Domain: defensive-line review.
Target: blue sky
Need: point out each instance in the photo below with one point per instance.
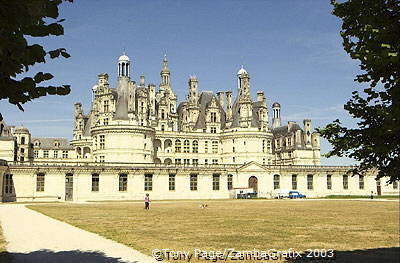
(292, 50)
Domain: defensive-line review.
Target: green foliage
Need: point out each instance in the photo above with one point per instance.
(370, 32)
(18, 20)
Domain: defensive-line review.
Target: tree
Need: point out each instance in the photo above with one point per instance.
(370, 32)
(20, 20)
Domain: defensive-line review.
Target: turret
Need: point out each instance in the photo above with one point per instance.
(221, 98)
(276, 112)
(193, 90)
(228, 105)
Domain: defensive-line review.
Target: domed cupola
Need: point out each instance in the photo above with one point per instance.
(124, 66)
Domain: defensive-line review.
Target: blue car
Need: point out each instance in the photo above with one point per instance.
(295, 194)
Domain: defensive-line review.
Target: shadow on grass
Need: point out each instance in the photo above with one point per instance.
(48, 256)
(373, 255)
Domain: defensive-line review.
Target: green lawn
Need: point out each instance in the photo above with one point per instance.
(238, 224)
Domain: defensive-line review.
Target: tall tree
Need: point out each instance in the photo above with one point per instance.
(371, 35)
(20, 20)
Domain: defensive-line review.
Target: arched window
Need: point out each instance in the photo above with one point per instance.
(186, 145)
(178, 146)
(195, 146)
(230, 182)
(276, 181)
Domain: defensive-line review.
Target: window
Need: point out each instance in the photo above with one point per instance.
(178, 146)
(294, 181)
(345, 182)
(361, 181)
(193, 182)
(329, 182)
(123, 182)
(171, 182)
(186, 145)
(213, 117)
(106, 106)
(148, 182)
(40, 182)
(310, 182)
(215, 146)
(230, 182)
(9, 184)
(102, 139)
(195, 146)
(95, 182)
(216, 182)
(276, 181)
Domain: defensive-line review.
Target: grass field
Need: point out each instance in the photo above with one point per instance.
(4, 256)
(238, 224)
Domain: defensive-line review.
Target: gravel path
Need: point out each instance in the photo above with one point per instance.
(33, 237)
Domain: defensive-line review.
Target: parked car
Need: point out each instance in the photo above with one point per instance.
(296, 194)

* _Exercise instructions_: Report each line of the records above that contains the string "green", copying the whole line. Case counts.

* _Result of this task_:
Target: green foliage
Target: green lawn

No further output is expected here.